* **Exercise brief**
Only the lines from the one containing "Task: annotate the sunglasses frame" to the end of the entries should be written out, each exactly as it stands, both ends included.
--- Start Records shown ---
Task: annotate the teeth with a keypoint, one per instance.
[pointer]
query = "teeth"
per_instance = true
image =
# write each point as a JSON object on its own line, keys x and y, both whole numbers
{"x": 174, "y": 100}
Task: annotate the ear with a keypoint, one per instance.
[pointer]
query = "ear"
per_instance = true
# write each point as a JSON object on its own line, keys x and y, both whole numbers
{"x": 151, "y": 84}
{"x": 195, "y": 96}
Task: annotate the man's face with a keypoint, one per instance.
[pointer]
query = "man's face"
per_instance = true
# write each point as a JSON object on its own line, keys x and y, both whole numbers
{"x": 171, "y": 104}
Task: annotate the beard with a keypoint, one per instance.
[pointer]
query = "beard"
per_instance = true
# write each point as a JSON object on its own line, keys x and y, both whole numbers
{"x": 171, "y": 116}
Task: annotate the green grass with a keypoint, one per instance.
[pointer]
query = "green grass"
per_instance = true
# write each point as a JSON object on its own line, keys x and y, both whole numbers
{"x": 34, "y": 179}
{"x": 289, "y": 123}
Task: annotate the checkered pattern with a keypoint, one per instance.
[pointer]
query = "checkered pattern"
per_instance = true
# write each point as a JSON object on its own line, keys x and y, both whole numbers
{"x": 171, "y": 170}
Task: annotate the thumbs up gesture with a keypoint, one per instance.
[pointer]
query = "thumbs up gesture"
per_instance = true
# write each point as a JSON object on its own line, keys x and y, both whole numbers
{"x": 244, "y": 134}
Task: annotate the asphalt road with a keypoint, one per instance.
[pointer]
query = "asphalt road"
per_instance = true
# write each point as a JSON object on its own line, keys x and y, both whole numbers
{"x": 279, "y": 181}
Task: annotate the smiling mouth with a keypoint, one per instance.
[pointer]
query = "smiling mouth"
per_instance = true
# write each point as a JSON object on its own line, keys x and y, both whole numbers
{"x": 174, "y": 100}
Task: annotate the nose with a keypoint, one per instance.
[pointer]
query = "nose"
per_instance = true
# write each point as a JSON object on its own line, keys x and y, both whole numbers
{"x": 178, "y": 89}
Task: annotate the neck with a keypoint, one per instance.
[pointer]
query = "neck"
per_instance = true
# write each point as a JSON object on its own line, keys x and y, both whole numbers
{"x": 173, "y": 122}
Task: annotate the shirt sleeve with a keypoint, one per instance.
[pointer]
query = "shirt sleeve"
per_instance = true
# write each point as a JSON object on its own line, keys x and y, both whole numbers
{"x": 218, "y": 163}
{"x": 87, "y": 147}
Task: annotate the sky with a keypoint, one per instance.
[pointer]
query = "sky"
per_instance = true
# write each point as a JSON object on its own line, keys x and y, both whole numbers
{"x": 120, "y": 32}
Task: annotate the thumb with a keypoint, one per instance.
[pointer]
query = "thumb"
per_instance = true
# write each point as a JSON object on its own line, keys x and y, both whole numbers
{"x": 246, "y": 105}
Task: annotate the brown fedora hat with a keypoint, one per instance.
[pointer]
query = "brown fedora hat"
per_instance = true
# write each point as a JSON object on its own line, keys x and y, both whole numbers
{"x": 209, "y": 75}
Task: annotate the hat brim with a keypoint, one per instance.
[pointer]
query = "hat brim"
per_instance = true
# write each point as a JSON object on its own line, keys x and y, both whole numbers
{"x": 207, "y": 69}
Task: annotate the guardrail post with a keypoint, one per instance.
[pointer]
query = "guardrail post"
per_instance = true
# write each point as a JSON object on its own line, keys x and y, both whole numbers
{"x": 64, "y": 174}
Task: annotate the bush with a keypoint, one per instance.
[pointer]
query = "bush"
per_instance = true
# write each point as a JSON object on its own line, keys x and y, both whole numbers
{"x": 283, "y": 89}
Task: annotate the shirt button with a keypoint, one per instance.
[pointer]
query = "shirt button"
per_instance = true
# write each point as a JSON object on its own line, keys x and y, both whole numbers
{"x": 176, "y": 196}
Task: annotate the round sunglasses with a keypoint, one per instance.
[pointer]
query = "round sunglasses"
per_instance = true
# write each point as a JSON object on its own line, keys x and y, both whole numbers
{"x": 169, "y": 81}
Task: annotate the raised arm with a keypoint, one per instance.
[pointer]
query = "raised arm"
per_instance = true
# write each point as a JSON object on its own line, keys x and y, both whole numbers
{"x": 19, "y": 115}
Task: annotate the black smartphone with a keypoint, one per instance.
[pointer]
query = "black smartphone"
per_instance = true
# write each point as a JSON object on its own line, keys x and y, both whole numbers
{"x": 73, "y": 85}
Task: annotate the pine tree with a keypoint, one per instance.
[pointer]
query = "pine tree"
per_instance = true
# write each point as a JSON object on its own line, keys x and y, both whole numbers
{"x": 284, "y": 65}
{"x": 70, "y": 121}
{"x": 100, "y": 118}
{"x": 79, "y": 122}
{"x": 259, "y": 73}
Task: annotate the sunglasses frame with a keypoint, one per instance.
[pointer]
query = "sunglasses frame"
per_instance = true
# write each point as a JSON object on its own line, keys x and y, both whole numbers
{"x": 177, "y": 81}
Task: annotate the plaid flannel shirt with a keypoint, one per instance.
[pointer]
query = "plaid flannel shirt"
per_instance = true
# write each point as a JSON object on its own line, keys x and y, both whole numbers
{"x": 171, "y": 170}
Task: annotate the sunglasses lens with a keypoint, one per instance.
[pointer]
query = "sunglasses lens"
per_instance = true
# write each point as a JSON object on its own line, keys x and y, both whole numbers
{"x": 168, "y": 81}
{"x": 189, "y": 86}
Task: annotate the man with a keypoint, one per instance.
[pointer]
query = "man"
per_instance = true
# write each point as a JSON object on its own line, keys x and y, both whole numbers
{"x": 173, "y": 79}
--- End Records shown ---
* **Solution below**
Task: annotate the sunglasses frame with a keypoint, one per instance.
[pointer]
query = "sunglasses frame"
per_instance = true
# write each point as a JSON object on its own line, keys x and y, both whole numbers
{"x": 177, "y": 81}
Task: annotate the plaid flannel shirt with a keypoint, one per instance.
[pointer]
query = "plaid flannel shirt"
per_instance = true
# write each point as a JSON object on its own line, keys x and y, both whole numbers
{"x": 171, "y": 170}
Task: annotate the sunglasses lens with a keypoint, one per instance.
[pointer]
query = "sunglasses lens"
per_instance = true
# write each point as a JSON object on its own line, keys x and y, both whole numbers
{"x": 168, "y": 81}
{"x": 189, "y": 86}
Task: annotate the man with a keypoint, one per instance.
[pointer]
query = "man"
per_instance = true
# write each point as a JSON object on its own line, keys x and y, both whole numbers
{"x": 173, "y": 79}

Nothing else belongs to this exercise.